- Required work:
a) Answer these about the plan excerpt:
(i) How many common shares does the plan provide for awards?
(ii) How are shares withheld to satisfy a tax withholding obligation treated?
(iii) Until when will the plan remain in effect?
b) Please quote the plan excerpt between "The number of our common shares authorized" and "at any time.", inclusive.
c) Name every way the plan excerpt says stock options may be exercised, unless the Committee determines otherwise.

- Text segment:
+++++
The 2005 Equity Incentive Plan provides for up to 10,000,000 common shares to be used for awards.  This represents approximately 5% of the common shares outstanding as of the Record Date.  The shares may only be newly issued shares and to the extent that any award under the 2005 Equity Incentive Plan is exercised, cashed out, terminates, expires or is forfeited without payment being made in the form of our common shares, the shares subject to such award that were not so paid will again be available for issuance under the 2005 Equity Incentive Plan.  However, any shares withheld for the purpose of satisfying any tax withholding obligation will be counted against the authorized limit and not be available for issuance.  If a stock appreciation right award or a similar award based on the spread value of our common shares is exercised, only the number of our common shares issued, if any, will be considered delivered for the purpose of determining availability of shares for delivery under the 2005 Equity Incentive Plan.  Unless otherwise determined by the Committee, stock options may be exercised by payment in cash, by tendering common shares to us in full or partial payment of the exercise price, or by a "net exercise" arrangement under which the number of common shares to be delivered upon exercise will be reduced by the largest number of whole shares that has a fair market value that does not exceed the aggregate exercise price.

The number of our common shares authorized for awards is subject to adjustment for changes in capitalization, reorganizations, mergers, stock splits, and other corporate transactions as the Board or the Committee determines to require an equitable adjustment.  The 2005 Equity Incentive Plan will remain in effect until all the common shares available have been used to pay awards, subject to the right of the Board to amend or terminate the 2005 Equity Incentive Plan at any time.
+++++
- Data excerpt:
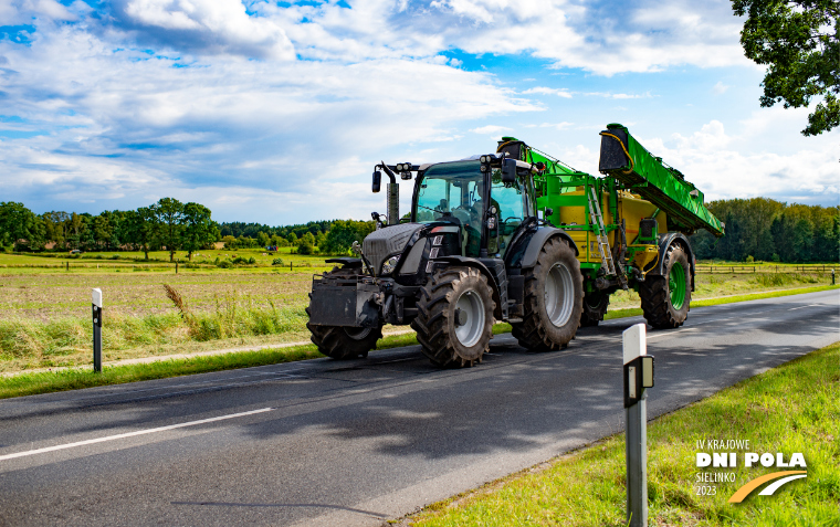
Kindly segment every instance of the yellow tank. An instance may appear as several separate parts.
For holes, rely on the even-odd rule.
+++++
- Task-by-task outputs:
a)
(i) Up to 10,000,000 common shares.
(ii) They are counted against the authorized limit and are not available for issuance.
(iii) Until all the common shares available have been used to pay awards, subject to the Board's right to amend or terminate the plan at any time.

b)
The number of our common shares authorized for awards is subject to adjustment for changes in capitalization, reorganizations, mergers, stock splits, and other corporate transactions as the Board or the Committee determines to require an equitable adjustment.  The 2005 Equity Incentive Plan will remain in effect until all the common shares available have been used to pay awards, subject to the right of the Board to amend or terminate the 2005 Equity Incentive Plan at any time.

c)
- Payment in cash
- Tendering common shares in full or partial payment of the exercise price
- A "net exercise" arrangement, under which the number of common shares delivered upon exercise is reduced by the largest number of whole shares whose fair market value does not exceed the aggregate exercise price